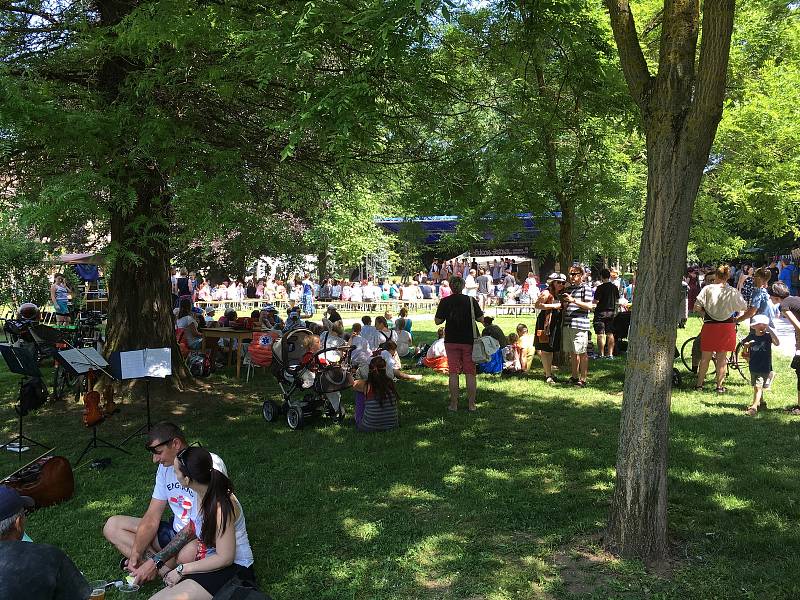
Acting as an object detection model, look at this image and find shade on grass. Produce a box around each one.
[1,315,799,598]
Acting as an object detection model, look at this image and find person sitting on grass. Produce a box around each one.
[396,307,413,333]
[481,316,508,349]
[422,327,449,373]
[353,356,400,432]
[504,332,522,372]
[349,323,373,367]
[0,486,91,599]
[516,323,535,371]
[375,315,397,347]
[394,318,414,357]
[360,315,381,350]
[149,447,256,600]
[103,422,227,586]
[741,314,780,416]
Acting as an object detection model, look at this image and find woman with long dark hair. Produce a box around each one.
[150,448,254,600]
[534,273,566,384]
[353,356,399,432]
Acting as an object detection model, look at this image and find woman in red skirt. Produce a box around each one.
[694,265,748,392]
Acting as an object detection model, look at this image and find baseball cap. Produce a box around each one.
[751,315,770,326]
[0,485,34,520]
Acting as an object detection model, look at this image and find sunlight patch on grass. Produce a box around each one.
[415,439,432,448]
[342,517,382,541]
[712,493,751,511]
[443,464,466,486]
[387,483,441,502]
[415,418,446,431]
[482,467,511,480]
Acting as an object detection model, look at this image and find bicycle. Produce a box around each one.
[679,333,749,381]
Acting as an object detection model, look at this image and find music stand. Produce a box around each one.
[110,348,171,445]
[0,344,52,462]
[56,348,130,466]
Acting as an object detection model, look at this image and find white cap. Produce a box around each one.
[751,315,769,326]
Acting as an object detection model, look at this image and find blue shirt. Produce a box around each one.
[749,287,773,326]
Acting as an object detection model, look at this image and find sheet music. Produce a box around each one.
[59,348,109,374]
[117,348,172,379]
[119,350,147,379]
[144,348,172,378]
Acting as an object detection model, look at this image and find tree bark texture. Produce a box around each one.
[604,0,734,562]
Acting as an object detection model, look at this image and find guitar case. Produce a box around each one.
[2,455,75,508]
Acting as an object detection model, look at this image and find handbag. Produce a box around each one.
[469,299,498,363]
[213,575,271,600]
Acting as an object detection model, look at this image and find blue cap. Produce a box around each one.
[0,485,34,520]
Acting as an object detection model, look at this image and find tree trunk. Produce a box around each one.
[603,0,734,562]
[318,247,329,281]
[105,175,189,385]
[605,130,704,561]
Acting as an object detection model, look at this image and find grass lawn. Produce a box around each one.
[1,314,800,599]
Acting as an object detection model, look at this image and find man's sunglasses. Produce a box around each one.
[144,438,174,454]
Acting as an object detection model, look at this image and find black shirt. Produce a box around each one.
[327,309,343,322]
[435,293,484,344]
[593,282,620,316]
[176,277,191,296]
[482,323,508,348]
[0,541,90,600]
[246,284,257,299]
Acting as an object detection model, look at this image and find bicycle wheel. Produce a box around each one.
[732,340,750,382]
[680,336,716,375]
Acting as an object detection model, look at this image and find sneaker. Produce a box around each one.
[545,376,556,385]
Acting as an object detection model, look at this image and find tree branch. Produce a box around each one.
[0,2,60,24]
[604,0,652,110]
[687,0,735,136]
[655,0,699,106]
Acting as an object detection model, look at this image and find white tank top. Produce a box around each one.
[192,495,254,567]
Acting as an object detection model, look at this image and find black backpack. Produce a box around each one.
[18,377,48,416]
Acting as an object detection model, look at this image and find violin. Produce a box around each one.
[102,384,118,416]
[82,370,104,427]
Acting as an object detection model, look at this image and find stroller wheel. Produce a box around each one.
[286,406,304,430]
[262,399,280,423]
[672,368,682,389]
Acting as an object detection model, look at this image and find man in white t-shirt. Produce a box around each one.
[103,422,227,584]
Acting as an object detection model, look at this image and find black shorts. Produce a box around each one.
[593,316,615,335]
[157,520,177,549]
[183,564,256,596]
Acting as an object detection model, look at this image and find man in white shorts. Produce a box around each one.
[103,422,226,584]
[561,266,594,387]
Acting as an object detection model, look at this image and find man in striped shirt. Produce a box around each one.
[561,266,595,387]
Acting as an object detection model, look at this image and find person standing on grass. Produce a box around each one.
[561,266,594,387]
[735,268,774,326]
[693,264,748,393]
[767,282,800,415]
[50,274,71,325]
[476,268,492,310]
[103,422,227,585]
[435,275,484,412]
[534,273,566,384]
[741,315,779,416]
[592,269,620,359]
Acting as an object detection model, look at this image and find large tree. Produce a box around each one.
[603,0,735,561]
[1,0,435,377]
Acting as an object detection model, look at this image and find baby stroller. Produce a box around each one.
[262,328,353,430]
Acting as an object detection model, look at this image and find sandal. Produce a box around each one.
[575,380,587,388]
[715,386,727,394]
[744,406,758,416]
[785,406,800,416]
[545,376,556,385]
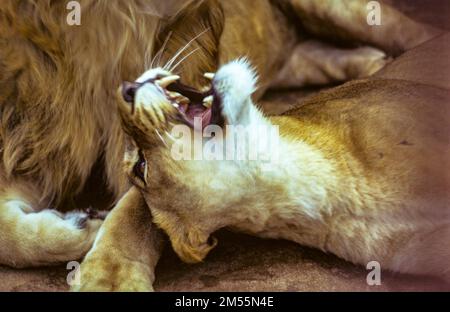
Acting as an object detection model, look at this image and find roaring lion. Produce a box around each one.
[87,32,450,291]
[0,0,439,289]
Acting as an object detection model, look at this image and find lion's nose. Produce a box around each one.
[121,81,141,103]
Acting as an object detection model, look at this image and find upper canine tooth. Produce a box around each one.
[203,95,213,108]
[157,75,180,88]
[204,73,215,80]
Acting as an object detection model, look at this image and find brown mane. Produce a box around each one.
[0,0,210,206]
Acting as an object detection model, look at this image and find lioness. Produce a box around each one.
[100,33,449,291]
[0,0,440,289]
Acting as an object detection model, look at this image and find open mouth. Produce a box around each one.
[157,74,224,129]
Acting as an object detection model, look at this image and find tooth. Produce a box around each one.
[203,95,213,108]
[168,92,190,105]
[178,97,190,105]
[200,86,210,93]
[204,73,215,80]
[167,91,190,105]
[168,91,182,98]
[157,75,180,88]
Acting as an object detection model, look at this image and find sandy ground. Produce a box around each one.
[1,0,449,292]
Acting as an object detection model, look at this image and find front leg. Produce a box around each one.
[286,0,441,55]
[271,40,389,89]
[72,187,164,292]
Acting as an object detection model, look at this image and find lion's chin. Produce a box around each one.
[145,198,219,263]
[172,235,218,264]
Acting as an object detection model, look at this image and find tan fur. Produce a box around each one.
[116,33,450,287]
[71,187,163,291]
[75,1,442,291]
[0,0,441,288]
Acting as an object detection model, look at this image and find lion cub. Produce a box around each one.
[118,59,450,282]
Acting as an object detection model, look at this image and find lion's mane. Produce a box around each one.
[0,0,206,206]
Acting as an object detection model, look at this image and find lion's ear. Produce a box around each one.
[152,209,217,263]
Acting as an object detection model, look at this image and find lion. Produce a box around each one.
[90,32,450,291]
[0,0,440,289]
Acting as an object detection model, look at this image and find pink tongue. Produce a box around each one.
[186,106,212,129]
[201,108,212,128]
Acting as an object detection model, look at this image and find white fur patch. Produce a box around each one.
[135,83,168,110]
[213,58,265,126]
[214,58,258,98]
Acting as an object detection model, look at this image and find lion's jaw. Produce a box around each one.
[117,61,334,263]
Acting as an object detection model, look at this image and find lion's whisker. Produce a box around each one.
[169,47,201,73]
[165,131,176,142]
[155,129,168,147]
[144,44,155,70]
[151,31,173,69]
[163,28,209,71]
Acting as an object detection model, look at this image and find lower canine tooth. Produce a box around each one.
[168,91,190,105]
[203,95,213,108]
[178,97,190,105]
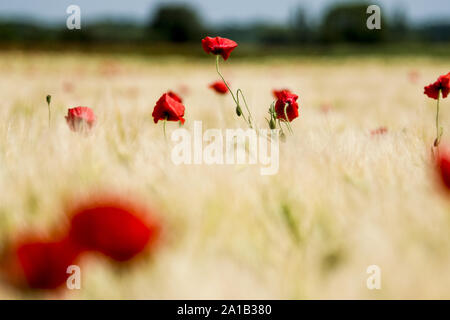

• Exercise directions: Since the pictures are not wanted, transcribe the rest of the listing above exactly.

• Solution for this exercise:
Acting as an object detection model, look at this image and find shade on grass. Produce a box around each one.
[1,315,799,598]
Acting as an object detection model, look at this image and find person sitting on grass. Produce a box around each one.
[396,307,413,333]
[481,316,508,349]
[422,327,449,373]
[353,356,400,432]
[504,332,522,372]
[349,323,373,367]
[0,486,91,599]
[516,323,535,371]
[375,315,397,347]
[394,318,414,357]
[360,315,381,350]
[149,447,256,600]
[103,422,227,586]
[741,314,780,416]
Acting as an object detection model, look at this image and find woman with long dark hair. Produce a box around each one.
[150,448,254,600]
[534,273,566,384]
[353,356,399,432]
Acting as an object detection model, look at this image and find woman in red skirt. Produce a box around each one.
[694,265,748,392]
Acting as an object detection model, look at this image and find baseball cap. Produce a box around each one.
[751,315,770,326]
[0,485,34,520]
Acting as an object detection model, look at this image and find sunlight patch on grass. Produce a box around each one.
[415,439,432,448]
[342,517,382,541]
[712,493,751,511]
[443,464,466,486]
[387,483,441,502]
[415,418,446,431]
[482,467,511,480]
Acting as an object detection model, look at this image and find bicycle. Produce a box around each one.
[679,333,749,381]
Acting as an object detection model, look at this image and find music stand. Produce a box around each one.
[110,348,171,445]
[0,344,52,462]
[56,348,130,466]
Acting as an object detection model, look at this image and find white cap. Produce a box around each one.
[751,315,769,326]
Acting as an object detection model, look at this image and find blue shirt. Produce a box around each one.
[749,287,773,326]
Acting as an object detection model, look at this image and find sheet music. Produce a box around each one.
[59,348,109,374]
[117,348,172,379]
[119,350,147,379]
[144,348,172,378]
Acting as an object detection model, look at this image and find tree bark texture. Produce a box around each one.
[604,0,734,562]
Acting as an object detection model, look at this image and find guitar case. Produce a box around each one.
[2,455,75,508]
Acting as an object detection model, look at this image and find handbag. Produce a box around each one.
[469,299,498,363]
[213,575,271,600]
Acting as an object detection model, look at this image and find blue cap. Produce a box around each one.
[0,485,34,520]
Acting as an object detection model, look at this image and find tree trunk. Produce a box around each one.
[603,0,734,562]
[318,247,329,281]
[105,175,189,385]
[605,130,704,561]
Acting as an object detection model, look at this image and find grass lawn. Produce a box around each one.
[1,314,800,599]
Acting as an object detection model, look at this image and find man's sunglasses. Produce a box around each one.
[144,438,174,454]
Acting as an object detection model, look at this image and find black shirt. Produce a box around each one.
[327,309,343,322]
[435,293,484,344]
[593,282,620,316]
[176,277,191,296]
[482,323,508,348]
[0,541,90,600]
[246,284,257,299]
Acting as an object detection model, look at this image and find bicycle wheel. Produce a box around each one.
[732,340,750,382]
[680,336,716,375]
Acting as an object detection model, look at this image and find sneaker. Produce a box around each one.
[545,376,556,385]
Acting as an object detection model, look at this image and find tree branch. Produce a box around each one.
[0,2,60,24]
[604,0,652,110]
[687,0,735,136]
[655,0,699,106]
Acting as an object detection model, look at this image and find white tank top. Produce a box around each one.
[192,495,254,567]
Acting as an object detection model, look at this image and find black backpack. Produce a box around each one.
[18,377,48,416]
Acting as an object detection model, look at this image and find violin. Produce a box around each one.
[102,384,118,416]
[82,370,104,427]
Acting as an object detection model, look at this image and find stroller wheel. Produce a box around each one.
[286,406,304,430]
[262,399,280,423]
[672,368,682,389]
Acting as an object detection model, look at this image and find man in white t-shirt. Produce a box around each one.
[103,422,227,584]
Acting as an object detection model, look at this image and find black shorts. Produce a box around each one.
[593,316,615,335]
[157,520,177,549]
[183,564,256,596]
Acting as an object detection model, look at this image and find man in white shorts. Produce a box around each one.
[103,422,226,584]
[561,266,594,387]
Acting as an object detection model, look at this image and find man in striped shirt. Produce a box around each one.
[561,266,595,387]
Acting as an object detection model, look at this image and find person standing on grass. Produce a box around each one.
[561,266,594,387]
[735,268,774,326]
[693,264,748,393]
[767,282,800,415]
[50,274,71,325]
[476,268,492,310]
[103,422,227,585]
[435,275,484,412]
[534,273,566,384]
[741,315,779,416]
[592,269,620,359]
Acting as an object detection model, look at this image and find large tree. Produce a box around each one.
[603,0,735,561]
[1,0,435,377]
Acting as an object detection model, look at this image and find baby stroller. Produce a box around each one.
[262,328,353,430]
Acting as an object detection model, look at this image and find sandal. Produce a box around each one.
[575,380,587,388]
[715,386,727,394]
[744,406,758,416]
[785,406,800,416]
[545,376,556,385]
Acting as an object detection model, look at this image and find roaring lion. Produce a box around each one.
[87,32,450,291]
[0,0,439,289]
Acting as an object detection model, look at this image and find lion's nose. Produce a box around each one.
[121,81,141,103]
Acting as an object detection model, look at this image and find upper canine tooth. Produce a box around each one.
[203,95,213,108]
[157,75,180,88]
[204,73,215,80]
Acting as an object detection model, look at this image and find brown mane. Produce a box around each one.
[0,0,210,206]
Acting as an object detection model, look at this image and find lioness. Produce a box around each one.
[100,33,449,291]
[0,0,440,289]
Acting as an object detection model, look at this image and find open mouth. Produce a box around each one.
[157,74,224,129]
Acting as an object detection model, look at this image and find tooth. Produce a box around each one.
[203,95,213,108]
[168,92,190,105]
[178,97,190,105]
[200,86,210,93]
[204,73,215,80]
[167,91,190,105]
[168,91,182,98]
[157,75,180,88]
Acting as an object detection model, look at this image and find sandy ground. Produce a box around each one.
[1,0,449,292]
Acting as an object detection model, look at this image and find front leg. Produce a box around each one.
[286,0,441,55]
[271,40,389,89]
[72,187,164,292]
Acting as an object detection model, look at this image and find lion's chin. Produce a box around each one.
[145,198,219,263]
[172,235,218,264]
Acting as an object detection model, look at this image and find tan fur. Produce a box around each one.
[116,33,450,287]
[71,187,163,291]
[75,1,442,291]
[0,0,441,288]
Acting as an object detection model, look at this image and find lion cub. Produce a box around each one.
[118,59,450,282]
Acting as an object detection model, look at this image and find lion's mane. Produce a box around each one.
[0,0,206,206]
Acting as an object detection model, look at this image and find lion's ear. Produce a box around each one.
[152,209,217,263]
Acting as an object detection model, look at this image and find lion. Produce a box around each one.
[90,32,450,291]
[0,0,440,289]
Acting as an object detection model, look at this image and find pink tongue. Produce a box around each one.
[186,106,212,129]
[201,108,212,128]
Acting as an object detection model, look at this image and find white fur patch. Produce a box around each one.
[135,83,168,110]
[213,58,265,126]
[214,58,258,98]
Acting as an object detection model, look at this image and find lion's jaw. Produce a box around each one.
[117,61,334,263]
Acting as an object detection model, look at this image and find lion's whisker. Produce a box around each one.
[169,47,201,73]
[165,131,176,142]
[155,129,168,147]
[144,44,155,70]
[151,31,173,69]
[163,28,209,71]
Acting as an object detection model, look at this image and find lower canine tooth. Produce a box around each one.
[168,91,190,105]
[203,95,213,108]
[178,97,190,105]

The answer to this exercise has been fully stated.